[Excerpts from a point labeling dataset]
• • •
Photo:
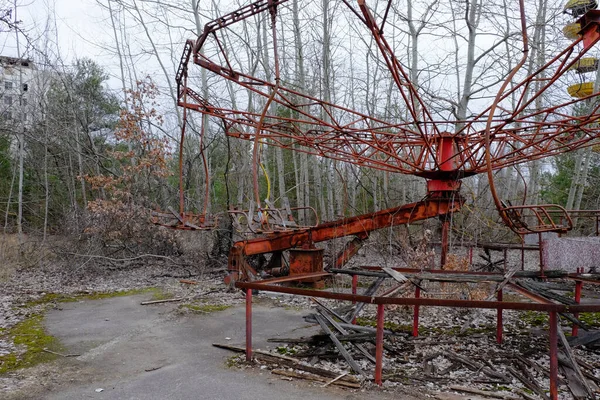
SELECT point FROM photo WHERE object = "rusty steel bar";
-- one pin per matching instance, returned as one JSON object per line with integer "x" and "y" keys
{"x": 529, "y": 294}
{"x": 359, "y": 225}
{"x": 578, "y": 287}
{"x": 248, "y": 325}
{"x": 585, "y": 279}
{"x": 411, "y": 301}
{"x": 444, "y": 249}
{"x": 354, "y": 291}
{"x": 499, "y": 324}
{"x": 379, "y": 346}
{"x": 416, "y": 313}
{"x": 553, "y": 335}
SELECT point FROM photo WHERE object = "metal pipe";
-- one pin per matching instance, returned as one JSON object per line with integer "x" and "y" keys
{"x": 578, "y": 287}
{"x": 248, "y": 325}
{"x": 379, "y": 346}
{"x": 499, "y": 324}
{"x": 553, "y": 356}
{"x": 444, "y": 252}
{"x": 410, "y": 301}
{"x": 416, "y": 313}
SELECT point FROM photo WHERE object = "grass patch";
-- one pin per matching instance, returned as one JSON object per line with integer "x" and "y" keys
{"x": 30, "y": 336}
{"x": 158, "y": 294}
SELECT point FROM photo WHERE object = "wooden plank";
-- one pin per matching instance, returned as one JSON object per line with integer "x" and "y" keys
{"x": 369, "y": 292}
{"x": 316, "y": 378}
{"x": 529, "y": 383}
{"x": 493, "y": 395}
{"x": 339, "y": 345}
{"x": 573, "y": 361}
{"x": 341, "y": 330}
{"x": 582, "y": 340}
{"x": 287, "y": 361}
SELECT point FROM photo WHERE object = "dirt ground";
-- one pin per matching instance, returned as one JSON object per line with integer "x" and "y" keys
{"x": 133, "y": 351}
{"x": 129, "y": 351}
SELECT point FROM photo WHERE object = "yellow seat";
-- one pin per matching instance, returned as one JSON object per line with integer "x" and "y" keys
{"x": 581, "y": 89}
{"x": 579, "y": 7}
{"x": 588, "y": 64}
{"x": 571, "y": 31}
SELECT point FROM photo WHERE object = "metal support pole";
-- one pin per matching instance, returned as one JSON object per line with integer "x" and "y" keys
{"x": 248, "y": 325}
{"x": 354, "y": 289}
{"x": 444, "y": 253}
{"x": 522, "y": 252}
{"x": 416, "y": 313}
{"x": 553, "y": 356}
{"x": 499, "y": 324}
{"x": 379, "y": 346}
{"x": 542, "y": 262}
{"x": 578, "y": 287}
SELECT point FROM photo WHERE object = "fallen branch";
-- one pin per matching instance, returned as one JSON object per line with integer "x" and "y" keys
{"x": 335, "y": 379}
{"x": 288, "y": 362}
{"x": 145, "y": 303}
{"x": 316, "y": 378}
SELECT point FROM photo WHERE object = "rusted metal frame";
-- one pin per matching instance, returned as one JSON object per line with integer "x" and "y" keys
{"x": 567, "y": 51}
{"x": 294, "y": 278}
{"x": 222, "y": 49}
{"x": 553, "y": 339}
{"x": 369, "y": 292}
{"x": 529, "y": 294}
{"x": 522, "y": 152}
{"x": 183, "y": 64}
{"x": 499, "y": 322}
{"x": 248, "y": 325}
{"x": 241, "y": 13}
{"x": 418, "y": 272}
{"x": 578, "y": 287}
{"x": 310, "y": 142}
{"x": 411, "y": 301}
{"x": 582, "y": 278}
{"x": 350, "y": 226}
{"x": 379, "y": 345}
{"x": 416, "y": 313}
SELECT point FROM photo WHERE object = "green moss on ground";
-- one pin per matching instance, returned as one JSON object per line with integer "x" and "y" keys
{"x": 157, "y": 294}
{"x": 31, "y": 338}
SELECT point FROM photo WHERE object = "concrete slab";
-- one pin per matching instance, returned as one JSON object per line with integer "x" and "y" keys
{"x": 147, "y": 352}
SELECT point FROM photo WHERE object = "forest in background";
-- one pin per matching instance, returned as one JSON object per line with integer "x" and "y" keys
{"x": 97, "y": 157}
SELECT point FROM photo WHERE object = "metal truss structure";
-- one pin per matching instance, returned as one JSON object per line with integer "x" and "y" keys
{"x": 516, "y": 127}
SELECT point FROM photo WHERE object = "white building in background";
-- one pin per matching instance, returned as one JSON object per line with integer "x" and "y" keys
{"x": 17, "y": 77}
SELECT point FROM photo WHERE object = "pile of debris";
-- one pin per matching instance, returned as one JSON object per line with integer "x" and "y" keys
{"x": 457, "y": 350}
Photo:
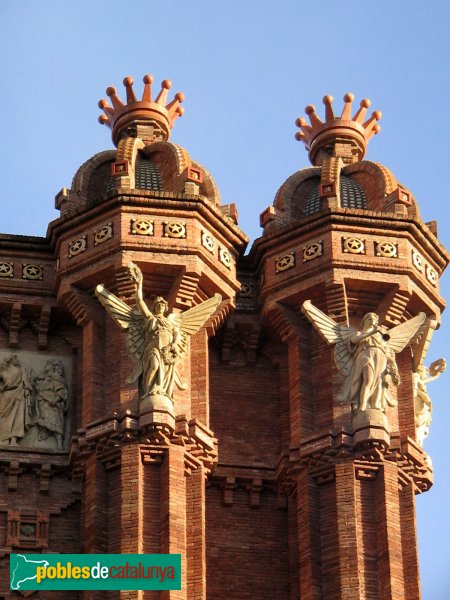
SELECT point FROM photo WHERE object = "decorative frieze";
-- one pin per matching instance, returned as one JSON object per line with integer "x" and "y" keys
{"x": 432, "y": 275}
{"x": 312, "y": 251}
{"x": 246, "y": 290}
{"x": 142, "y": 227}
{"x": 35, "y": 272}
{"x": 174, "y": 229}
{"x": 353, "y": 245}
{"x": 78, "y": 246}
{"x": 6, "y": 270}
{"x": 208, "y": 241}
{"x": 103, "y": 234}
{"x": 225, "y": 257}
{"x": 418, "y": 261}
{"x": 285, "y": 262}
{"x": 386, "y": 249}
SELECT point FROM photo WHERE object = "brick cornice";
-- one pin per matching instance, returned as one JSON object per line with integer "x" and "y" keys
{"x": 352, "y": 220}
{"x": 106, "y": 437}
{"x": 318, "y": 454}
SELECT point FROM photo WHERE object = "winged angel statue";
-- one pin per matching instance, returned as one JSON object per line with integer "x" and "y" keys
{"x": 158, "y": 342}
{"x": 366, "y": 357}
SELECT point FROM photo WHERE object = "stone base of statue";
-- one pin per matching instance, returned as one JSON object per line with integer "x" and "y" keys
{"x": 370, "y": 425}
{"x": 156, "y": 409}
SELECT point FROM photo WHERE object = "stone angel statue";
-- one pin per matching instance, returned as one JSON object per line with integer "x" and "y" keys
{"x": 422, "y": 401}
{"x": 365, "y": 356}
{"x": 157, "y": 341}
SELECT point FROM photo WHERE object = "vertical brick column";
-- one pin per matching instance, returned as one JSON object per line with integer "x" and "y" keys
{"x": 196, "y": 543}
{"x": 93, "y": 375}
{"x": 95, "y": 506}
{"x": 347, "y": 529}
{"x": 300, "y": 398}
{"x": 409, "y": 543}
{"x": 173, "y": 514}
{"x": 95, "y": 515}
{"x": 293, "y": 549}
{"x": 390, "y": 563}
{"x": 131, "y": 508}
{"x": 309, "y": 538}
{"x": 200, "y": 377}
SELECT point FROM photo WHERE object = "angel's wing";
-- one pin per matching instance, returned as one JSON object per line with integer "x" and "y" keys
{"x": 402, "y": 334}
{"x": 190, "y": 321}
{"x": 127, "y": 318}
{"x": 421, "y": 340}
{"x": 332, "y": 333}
• • •
Please count the lines in the listing above that contain the string "background", treating uppercase and lowercase as different. Reply with the number alone.

## PROBLEM SOLUTION
2